**DIRECTIVE**
Can you copy out, word for word, the stretch of lines below from the one containing "Keypoint placement for each instance of the distant boat: set" through the last line?

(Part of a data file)
----

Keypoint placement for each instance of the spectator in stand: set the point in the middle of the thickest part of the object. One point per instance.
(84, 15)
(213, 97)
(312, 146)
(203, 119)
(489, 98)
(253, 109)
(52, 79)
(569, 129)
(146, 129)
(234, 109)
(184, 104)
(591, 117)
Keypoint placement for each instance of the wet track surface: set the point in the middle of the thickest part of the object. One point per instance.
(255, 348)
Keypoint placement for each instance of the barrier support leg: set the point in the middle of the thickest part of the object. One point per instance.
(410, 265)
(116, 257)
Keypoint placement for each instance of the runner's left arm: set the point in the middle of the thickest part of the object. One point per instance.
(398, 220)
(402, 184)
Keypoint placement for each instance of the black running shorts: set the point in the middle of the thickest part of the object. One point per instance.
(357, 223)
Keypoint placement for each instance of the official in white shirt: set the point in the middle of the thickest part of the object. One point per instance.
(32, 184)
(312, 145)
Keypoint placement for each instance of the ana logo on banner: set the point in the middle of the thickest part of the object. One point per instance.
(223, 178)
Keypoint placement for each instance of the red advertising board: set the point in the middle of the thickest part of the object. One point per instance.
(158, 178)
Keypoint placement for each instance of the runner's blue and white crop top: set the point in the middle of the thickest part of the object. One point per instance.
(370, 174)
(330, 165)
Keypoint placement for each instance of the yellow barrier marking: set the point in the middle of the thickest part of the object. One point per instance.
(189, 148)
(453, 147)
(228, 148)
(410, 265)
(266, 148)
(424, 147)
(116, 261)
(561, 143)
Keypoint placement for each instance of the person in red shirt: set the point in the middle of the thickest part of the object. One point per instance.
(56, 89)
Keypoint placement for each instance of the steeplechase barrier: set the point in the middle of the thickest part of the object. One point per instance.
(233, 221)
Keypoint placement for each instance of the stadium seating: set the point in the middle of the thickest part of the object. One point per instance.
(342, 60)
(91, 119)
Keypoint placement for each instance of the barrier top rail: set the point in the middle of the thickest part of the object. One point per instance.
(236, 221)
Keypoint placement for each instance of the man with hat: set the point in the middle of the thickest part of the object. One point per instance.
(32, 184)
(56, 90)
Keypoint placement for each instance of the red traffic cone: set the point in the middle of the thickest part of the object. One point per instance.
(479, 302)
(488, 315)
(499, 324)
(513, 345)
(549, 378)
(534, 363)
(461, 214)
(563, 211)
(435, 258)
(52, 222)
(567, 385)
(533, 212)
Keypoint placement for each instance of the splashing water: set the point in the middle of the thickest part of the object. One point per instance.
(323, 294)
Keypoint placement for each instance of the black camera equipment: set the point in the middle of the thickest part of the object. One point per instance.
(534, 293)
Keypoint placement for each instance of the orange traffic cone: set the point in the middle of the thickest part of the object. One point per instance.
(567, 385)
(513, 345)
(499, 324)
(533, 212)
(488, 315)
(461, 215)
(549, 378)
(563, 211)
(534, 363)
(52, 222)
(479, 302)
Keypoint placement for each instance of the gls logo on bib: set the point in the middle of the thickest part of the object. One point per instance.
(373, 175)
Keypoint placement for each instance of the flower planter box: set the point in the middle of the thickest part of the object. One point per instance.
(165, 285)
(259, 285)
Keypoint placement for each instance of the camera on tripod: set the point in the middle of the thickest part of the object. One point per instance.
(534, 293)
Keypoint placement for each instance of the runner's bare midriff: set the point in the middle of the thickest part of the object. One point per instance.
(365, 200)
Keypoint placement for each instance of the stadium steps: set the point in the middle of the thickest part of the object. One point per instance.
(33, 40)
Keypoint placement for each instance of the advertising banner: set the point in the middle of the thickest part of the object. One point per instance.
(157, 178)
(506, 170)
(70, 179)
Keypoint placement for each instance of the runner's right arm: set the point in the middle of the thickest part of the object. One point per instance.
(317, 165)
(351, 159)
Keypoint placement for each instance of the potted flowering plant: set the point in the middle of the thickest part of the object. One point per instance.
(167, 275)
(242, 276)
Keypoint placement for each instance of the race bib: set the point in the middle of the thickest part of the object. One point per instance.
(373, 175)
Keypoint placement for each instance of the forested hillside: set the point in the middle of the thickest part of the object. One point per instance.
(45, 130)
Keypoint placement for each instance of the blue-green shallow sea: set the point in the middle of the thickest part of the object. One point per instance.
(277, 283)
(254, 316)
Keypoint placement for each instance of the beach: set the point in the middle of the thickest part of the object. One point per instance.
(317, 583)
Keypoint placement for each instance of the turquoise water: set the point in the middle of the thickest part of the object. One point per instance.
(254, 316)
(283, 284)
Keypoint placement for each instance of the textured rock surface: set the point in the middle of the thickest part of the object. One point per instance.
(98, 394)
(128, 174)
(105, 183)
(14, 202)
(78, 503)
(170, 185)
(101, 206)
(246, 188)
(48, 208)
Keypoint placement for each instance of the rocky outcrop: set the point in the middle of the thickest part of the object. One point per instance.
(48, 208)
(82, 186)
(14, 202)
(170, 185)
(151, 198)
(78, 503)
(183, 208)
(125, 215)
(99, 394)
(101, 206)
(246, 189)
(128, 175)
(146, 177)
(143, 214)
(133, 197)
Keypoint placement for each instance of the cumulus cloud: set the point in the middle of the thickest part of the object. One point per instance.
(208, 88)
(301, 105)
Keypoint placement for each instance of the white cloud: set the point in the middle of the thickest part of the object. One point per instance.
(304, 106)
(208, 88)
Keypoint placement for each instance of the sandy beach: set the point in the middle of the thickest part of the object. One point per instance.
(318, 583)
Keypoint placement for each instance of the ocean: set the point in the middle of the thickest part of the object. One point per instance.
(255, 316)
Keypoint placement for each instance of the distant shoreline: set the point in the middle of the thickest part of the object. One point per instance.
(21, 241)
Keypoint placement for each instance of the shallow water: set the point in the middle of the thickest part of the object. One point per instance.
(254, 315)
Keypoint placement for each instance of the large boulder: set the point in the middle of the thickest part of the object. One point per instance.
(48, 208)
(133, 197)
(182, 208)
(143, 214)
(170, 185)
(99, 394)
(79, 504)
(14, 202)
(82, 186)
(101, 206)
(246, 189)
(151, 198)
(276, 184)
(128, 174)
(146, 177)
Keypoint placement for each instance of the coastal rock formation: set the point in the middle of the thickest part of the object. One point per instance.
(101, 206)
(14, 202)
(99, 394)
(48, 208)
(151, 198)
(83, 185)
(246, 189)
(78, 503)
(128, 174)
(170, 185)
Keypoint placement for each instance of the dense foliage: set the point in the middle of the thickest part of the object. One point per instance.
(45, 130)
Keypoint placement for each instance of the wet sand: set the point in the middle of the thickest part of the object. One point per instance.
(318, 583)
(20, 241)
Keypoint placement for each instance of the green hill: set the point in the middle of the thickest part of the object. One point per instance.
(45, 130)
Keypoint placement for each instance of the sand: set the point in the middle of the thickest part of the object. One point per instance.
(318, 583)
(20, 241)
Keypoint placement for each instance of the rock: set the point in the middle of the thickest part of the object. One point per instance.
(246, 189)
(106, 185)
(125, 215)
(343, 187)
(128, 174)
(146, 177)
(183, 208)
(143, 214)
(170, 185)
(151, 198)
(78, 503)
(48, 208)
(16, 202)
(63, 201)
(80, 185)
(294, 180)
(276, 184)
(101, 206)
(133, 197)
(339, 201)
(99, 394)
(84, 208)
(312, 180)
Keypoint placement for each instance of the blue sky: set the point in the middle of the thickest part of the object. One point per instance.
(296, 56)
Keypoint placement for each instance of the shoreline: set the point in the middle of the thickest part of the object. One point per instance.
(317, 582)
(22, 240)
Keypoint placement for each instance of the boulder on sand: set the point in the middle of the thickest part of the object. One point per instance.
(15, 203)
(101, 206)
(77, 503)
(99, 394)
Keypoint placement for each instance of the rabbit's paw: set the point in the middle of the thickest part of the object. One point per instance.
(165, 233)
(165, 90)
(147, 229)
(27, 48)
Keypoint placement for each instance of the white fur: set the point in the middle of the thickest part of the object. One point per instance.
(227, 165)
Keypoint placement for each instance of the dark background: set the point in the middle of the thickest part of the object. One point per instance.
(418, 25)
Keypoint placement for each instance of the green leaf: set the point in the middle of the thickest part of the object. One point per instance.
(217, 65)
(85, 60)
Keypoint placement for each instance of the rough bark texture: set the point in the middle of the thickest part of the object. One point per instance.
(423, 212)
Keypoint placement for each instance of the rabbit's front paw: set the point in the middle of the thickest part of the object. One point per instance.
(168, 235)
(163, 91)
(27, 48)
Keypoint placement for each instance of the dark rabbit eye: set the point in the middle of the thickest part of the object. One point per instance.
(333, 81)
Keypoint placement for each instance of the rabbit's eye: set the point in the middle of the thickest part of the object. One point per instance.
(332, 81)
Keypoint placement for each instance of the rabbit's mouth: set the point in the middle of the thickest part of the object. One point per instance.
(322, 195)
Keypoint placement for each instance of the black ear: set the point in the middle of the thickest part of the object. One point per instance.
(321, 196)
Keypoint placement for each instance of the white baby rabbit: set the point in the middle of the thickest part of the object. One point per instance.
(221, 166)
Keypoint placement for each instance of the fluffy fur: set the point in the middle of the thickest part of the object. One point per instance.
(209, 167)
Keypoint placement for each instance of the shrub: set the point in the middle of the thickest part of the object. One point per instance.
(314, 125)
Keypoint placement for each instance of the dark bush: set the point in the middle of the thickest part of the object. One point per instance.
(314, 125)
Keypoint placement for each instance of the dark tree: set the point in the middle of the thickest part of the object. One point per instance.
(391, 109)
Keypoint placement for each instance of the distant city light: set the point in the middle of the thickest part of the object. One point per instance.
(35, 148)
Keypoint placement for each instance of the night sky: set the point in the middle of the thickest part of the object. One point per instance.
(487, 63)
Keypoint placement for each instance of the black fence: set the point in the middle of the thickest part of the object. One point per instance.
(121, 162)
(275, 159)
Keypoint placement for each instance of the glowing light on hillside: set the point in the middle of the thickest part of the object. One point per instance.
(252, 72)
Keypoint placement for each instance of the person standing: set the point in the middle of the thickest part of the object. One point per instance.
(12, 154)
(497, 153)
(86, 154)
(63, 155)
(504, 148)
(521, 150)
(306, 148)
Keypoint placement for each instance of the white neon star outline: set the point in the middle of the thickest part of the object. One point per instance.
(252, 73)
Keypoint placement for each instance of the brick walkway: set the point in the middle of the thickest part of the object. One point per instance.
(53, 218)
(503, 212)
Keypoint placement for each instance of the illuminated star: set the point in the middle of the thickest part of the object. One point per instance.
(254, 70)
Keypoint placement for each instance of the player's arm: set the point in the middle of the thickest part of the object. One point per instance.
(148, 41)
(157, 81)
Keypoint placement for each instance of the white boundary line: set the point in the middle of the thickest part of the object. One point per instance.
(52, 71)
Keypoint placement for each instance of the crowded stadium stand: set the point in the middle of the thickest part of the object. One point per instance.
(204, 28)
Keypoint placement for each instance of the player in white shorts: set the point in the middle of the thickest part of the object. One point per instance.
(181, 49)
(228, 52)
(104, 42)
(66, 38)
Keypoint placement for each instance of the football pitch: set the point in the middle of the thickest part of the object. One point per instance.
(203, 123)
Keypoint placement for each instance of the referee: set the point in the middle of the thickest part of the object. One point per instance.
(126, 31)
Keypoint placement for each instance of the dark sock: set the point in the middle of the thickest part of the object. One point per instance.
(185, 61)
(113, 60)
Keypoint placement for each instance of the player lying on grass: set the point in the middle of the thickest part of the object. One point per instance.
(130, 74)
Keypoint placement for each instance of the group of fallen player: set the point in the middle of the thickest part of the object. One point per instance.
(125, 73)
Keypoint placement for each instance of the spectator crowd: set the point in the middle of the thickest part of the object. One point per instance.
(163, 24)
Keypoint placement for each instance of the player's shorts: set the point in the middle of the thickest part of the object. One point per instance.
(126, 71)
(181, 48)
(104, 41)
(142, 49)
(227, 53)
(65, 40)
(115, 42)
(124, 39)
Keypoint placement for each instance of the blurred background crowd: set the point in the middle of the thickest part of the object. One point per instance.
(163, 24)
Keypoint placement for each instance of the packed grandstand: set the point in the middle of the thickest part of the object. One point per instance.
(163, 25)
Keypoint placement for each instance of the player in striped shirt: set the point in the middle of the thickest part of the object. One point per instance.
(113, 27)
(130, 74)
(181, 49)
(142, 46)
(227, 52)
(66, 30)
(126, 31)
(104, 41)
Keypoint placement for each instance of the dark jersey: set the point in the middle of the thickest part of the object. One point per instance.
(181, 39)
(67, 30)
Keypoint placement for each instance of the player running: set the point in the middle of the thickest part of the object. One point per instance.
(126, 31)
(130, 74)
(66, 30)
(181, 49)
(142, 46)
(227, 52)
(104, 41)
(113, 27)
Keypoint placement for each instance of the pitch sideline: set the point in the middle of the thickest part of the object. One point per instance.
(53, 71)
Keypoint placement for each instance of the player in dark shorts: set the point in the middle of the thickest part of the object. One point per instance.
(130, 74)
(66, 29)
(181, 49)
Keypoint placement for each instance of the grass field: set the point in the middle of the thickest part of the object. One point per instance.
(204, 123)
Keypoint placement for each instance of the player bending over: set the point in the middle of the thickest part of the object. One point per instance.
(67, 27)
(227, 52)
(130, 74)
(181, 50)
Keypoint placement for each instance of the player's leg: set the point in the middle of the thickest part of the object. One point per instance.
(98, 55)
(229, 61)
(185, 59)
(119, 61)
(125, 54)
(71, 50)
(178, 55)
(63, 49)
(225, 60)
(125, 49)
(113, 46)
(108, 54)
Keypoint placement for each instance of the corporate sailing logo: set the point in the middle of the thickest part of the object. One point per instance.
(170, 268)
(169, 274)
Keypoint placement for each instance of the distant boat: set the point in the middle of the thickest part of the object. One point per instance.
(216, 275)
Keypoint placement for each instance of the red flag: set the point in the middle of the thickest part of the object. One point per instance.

----

**THE SOLUTION**
Keypoint placement for each instance of the distant boat: set the point in the middle of the thickest part of the object. One point per instance.
(216, 275)
Keypoint placement for each instance of the red flag: set the point in the middle of the thickest part of the object. One point per instance.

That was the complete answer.